#### Exercise description:
Use the entries below to count the lines that hold the word "jersey"; answer with the number only.

Dataset entries
+---+

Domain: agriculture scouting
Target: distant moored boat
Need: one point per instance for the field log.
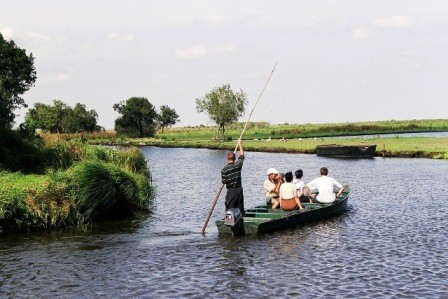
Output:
(346, 151)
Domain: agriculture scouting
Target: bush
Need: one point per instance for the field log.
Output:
(104, 191)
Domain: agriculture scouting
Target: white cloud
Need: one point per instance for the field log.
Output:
(226, 48)
(191, 53)
(361, 33)
(37, 37)
(120, 37)
(8, 33)
(394, 22)
(413, 65)
(52, 79)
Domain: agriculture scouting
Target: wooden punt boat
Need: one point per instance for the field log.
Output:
(346, 151)
(261, 219)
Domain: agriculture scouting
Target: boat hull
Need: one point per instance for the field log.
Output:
(261, 219)
(346, 151)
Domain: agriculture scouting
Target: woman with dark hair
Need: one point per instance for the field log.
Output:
(288, 195)
(300, 186)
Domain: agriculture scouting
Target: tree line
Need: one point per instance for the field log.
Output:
(138, 117)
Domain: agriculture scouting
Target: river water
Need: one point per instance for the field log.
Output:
(391, 243)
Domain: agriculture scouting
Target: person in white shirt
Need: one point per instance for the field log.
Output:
(325, 187)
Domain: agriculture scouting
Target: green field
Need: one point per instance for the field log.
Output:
(304, 138)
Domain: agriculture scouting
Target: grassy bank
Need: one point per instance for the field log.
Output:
(423, 147)
(303, 138)
(78, 184)
(263, 130)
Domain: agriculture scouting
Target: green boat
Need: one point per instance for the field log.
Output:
(261, 219)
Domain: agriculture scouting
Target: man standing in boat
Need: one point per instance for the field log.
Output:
(231, 177)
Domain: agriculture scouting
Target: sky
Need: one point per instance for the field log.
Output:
(337, 61)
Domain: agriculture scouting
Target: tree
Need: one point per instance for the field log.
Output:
(138, 117)
(167, 117)
(61, 118)
(17, 75)
(81, 120)
(47, 117)
(223, 106)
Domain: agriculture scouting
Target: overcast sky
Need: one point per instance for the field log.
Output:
(338, 61)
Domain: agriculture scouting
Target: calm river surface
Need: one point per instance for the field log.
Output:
(391, 243)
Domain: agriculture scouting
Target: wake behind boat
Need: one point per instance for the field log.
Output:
(261, 219)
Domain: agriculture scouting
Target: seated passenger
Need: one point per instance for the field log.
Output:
(325, 187)
(300, 186)
(288, 195)
(271, 188)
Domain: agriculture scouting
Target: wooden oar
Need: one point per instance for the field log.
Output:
(236, 147)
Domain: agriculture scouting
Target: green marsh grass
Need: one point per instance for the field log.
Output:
(76, 184)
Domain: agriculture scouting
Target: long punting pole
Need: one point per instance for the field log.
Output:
(236, 147)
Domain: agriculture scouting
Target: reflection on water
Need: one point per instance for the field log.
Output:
(390, 243)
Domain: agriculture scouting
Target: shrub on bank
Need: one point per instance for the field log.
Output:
(81, 184)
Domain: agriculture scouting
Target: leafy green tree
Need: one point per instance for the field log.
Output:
(17, 75)
(61, 118)
(167, 117)
(223, 106)
(48, 117)
(138, 117)
(81, 120)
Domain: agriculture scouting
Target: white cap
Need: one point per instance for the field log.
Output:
(272, 170)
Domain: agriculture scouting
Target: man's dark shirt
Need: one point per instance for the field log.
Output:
(231, 173)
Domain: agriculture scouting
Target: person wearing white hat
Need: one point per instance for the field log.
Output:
(271, 188)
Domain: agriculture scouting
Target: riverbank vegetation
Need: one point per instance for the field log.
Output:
(68, 183)
(302, 138)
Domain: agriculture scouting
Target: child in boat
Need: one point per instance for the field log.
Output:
(300, 186)
(271, 188)
(288, 195)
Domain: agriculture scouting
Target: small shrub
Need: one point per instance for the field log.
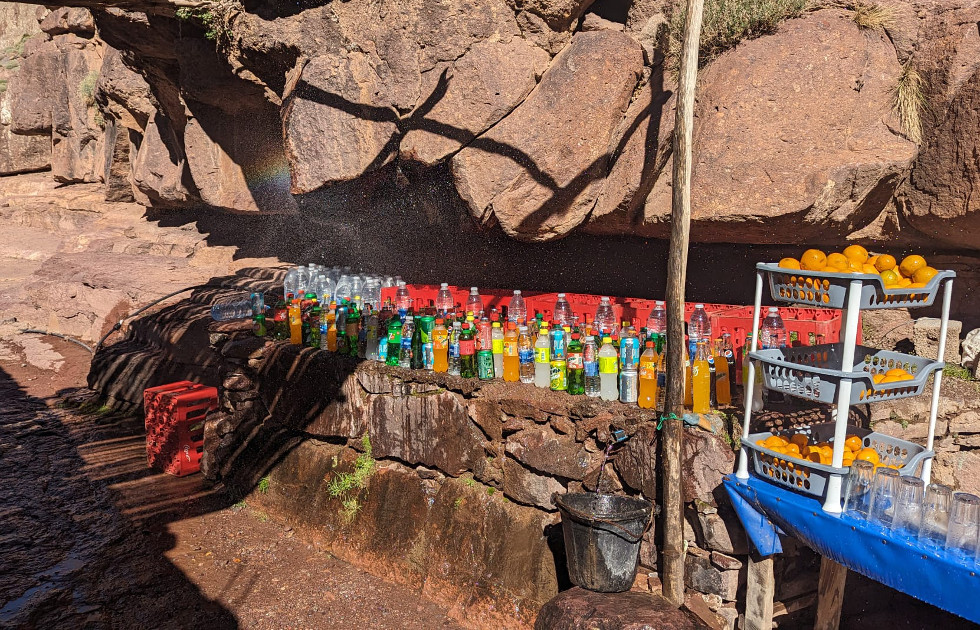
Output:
(728, 22)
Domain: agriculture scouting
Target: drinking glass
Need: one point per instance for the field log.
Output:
(857, 495)
(883, 490)
(935, 514)
(908, 506)
(961, 537)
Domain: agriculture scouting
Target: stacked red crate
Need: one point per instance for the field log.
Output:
(175, 416)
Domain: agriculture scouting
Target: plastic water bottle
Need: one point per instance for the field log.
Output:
(517, 311)
(405, 352)
(657, 321)
(699, 327)
(563, 312)
(525, 354)
(773, 332)
(608, 368)
(444, 300)
(590, 355)
(454, 365)
(402, 298)
(238, 307)
(605, 318)
(474, 303)
(542, 359)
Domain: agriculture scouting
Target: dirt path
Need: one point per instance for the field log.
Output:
(93, 539)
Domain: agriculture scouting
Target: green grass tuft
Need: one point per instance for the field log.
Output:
(728, 22)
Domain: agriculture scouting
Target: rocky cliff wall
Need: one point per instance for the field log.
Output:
(541, 118)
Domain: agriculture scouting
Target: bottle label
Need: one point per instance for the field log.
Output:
(607, 365)
(542, 355)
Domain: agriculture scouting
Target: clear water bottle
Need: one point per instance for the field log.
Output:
(444, 300)
(405, 352)
(474, 303)
(237, 307)
(590, 354)
(517, 311)
(542, 359)
(403, 300)
(657, 321)
(699, 326)
(563, 312)
(454, 366)
(605, 318)
(290, 284)
(525, 354)
(608, 369)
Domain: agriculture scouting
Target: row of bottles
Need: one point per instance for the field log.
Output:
(601, 358)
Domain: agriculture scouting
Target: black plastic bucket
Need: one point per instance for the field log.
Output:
(603, 533)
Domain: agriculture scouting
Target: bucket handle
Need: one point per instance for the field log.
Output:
(630, 536)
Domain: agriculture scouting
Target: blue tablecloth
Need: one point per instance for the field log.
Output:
(927, 573)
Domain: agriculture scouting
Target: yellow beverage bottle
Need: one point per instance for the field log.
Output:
(295, 324)
(512, 362)
(440, 347)
(723, 391)
(647, 398)
(701, 379)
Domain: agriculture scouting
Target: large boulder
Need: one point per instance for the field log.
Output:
(538, 171)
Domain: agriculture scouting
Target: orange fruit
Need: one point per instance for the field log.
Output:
(924, 275)
(837, 261)
(856, 253)
(789, 263)
(869, 454)
(885, 262)
(911, 264)
(890, 276)
(813, 260)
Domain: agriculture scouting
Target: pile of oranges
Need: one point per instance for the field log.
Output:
(798, 447)
(912, 272)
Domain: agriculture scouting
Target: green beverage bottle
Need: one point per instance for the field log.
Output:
(576, 366)
(467, 353)
(394, 341)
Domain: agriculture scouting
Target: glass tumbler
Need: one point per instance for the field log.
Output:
(961, 537)
(935, 514)
(857, 495)
(883, 492)
(908, 506)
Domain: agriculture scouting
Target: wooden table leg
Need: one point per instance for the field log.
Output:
(830, 594)
(760, 590)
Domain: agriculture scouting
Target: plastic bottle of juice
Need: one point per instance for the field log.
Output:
(722, 375)
(525, 355)
(608, 370)
(576, 366)
(509, 357)
(497, 345)
(542, 359)
(467, 352)
(440, 347)
(647, 397)
(701, 379)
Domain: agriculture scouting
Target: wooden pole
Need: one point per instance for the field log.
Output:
(680, 227)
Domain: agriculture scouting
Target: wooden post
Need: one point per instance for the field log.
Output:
(760, 589)
(830, 594)
(680, 228)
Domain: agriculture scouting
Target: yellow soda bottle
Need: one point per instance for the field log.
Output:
(647, 398)
(701, 379)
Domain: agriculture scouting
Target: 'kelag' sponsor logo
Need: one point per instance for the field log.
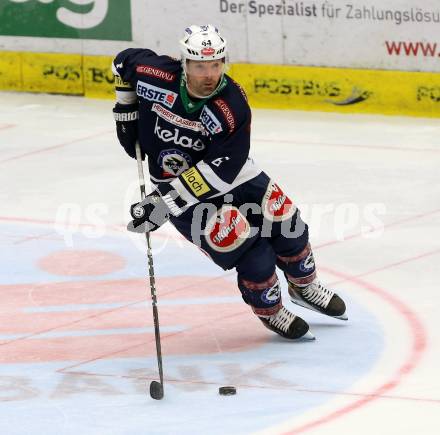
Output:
(94, 19)
(153, 93)
(177, 138)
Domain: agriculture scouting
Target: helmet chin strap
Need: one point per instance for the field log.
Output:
(192, 93)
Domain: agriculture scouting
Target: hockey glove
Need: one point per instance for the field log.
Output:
(126, 117)
(155, 210)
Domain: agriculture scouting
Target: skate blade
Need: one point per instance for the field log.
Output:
(303, 304)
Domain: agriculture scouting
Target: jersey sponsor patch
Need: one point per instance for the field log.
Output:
(210, 121)
(157, 73)
(173, 162)
(227, 112)
(177, 120)
(276, 205)
(154, 93)
(120, 84)
(195, 182)
(227, 229)
(179, 139)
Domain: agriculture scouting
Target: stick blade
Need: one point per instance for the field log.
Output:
(156, 390)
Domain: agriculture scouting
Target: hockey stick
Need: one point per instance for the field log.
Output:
(156, 388)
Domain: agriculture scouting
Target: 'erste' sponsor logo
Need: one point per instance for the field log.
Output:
(155, 72)
(195, 182)
(227, 112)
(153, 93)
(210, 121)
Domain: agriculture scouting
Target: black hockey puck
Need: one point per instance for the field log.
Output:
(156, 390)
(227, 391)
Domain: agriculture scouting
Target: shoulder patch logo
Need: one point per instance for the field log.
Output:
(157, 73)
(227, 112)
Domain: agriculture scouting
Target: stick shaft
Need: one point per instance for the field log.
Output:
(150, 270)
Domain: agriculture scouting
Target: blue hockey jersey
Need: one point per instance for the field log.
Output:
(201, 147)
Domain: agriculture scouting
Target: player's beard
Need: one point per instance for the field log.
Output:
(202, 89)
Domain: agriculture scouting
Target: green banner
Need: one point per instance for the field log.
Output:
(79, 19)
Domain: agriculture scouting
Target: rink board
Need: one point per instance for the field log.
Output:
(340, 90)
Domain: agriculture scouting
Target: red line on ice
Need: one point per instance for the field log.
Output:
(418, 346)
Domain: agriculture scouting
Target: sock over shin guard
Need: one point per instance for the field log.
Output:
(299, 268)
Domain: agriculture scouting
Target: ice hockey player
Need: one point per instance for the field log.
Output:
(193, 123)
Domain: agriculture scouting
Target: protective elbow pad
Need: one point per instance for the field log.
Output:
(126, 117)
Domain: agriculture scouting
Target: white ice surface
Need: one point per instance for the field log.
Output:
(369, 187)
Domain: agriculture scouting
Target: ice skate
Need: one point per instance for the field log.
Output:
(317, 297)
(286, 324)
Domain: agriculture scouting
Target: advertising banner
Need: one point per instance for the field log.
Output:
(369, 34)
(78, 19)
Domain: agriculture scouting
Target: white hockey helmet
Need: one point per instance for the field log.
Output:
(202, 43)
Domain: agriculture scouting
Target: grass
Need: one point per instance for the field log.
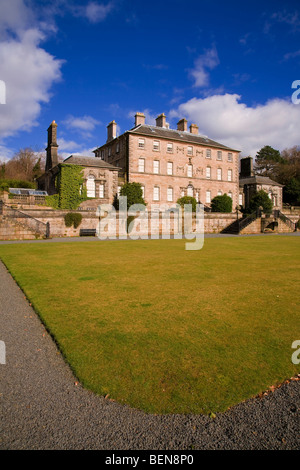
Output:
(164, 329)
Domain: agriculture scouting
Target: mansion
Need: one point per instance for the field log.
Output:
(168, 163)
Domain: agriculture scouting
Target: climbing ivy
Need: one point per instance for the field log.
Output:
(70, 188)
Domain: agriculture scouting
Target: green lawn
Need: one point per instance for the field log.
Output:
(164, 329)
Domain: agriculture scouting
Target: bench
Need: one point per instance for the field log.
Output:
(87, 232)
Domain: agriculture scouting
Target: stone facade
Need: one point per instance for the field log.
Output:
(100, 178)
(171, 163)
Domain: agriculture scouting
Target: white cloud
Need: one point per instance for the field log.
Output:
(28, 72)
(205, 62)
(85, 124)
(27, 69)
(226, 119)
(95, 12)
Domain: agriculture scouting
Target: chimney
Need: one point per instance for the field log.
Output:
(246, 167)
(194, 129)
(51, 157)
(161, 120)
(111, 131)
(139, 119)
(182, 125)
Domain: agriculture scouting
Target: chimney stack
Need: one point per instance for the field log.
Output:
(246, 167)
(182, 125)
(161, 120)
(194, 129)
(111, 131)
(139, 119)
(51, 157)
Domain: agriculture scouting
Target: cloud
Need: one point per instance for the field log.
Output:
(226, 119)
(28, 72)
(94, 12)
(205, 62)
(27, 69)
(85, 124)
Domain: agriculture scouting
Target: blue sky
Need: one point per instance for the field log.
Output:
(227, 66)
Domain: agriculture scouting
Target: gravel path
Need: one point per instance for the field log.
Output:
(42, 407)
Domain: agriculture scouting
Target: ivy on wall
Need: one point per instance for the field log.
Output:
(70, 188)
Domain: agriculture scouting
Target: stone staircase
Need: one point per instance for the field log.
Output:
(10, 230)
(257, 223)
(16, 225)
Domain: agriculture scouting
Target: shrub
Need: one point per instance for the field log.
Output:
(187, 200)
(73, 218)
(261, 199)
(6, 184)
(133, 192)
(221, 204)
(52, 201)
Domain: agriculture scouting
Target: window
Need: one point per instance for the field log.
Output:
(156, 167)
(141, 165)
(190, 191)
(141, 143)
(156, 145)
(170, 168)
(170, 194)
(91, 186)
(156, 193)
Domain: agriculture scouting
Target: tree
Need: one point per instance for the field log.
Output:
(266, 160)
(261, 199)
(133, 192)
(291, 192)
(221, 204)
(25, 165)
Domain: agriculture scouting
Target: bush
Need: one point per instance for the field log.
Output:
(261, 199)
(6, 184)
(52, 201)
(221, 204)
(73, 218)
(133, 192)
(188, 200)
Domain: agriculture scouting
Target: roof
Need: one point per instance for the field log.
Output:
(257, 179)
(89, 161)
(181, 136)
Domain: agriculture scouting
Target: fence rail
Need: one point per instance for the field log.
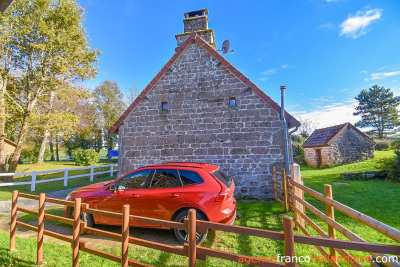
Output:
(289, 191)
(190, 224)
(65, 178)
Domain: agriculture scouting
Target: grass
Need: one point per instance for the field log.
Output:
(378, 199)
(255, 214)
(375, 198)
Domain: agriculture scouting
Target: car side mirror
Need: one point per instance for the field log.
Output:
(113, 188)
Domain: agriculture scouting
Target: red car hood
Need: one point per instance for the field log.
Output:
(92, 187)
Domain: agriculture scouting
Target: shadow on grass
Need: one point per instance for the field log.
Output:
(8, 258)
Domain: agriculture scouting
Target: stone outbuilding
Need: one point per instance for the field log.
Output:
(337, 145)
(199, 108)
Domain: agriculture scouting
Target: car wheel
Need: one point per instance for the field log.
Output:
(182, 235)
(86, 217)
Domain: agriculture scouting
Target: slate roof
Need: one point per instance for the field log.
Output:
(326, 136)
(292, 122)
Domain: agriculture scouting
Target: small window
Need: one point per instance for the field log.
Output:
(232, 101)
(165, 179)
(135, 180)
(225, 179)
(190, 177)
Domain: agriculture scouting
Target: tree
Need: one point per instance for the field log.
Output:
(51, 44)
(110, 104)
(378, 109)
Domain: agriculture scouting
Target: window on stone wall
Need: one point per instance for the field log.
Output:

+---+

#### Task result:
2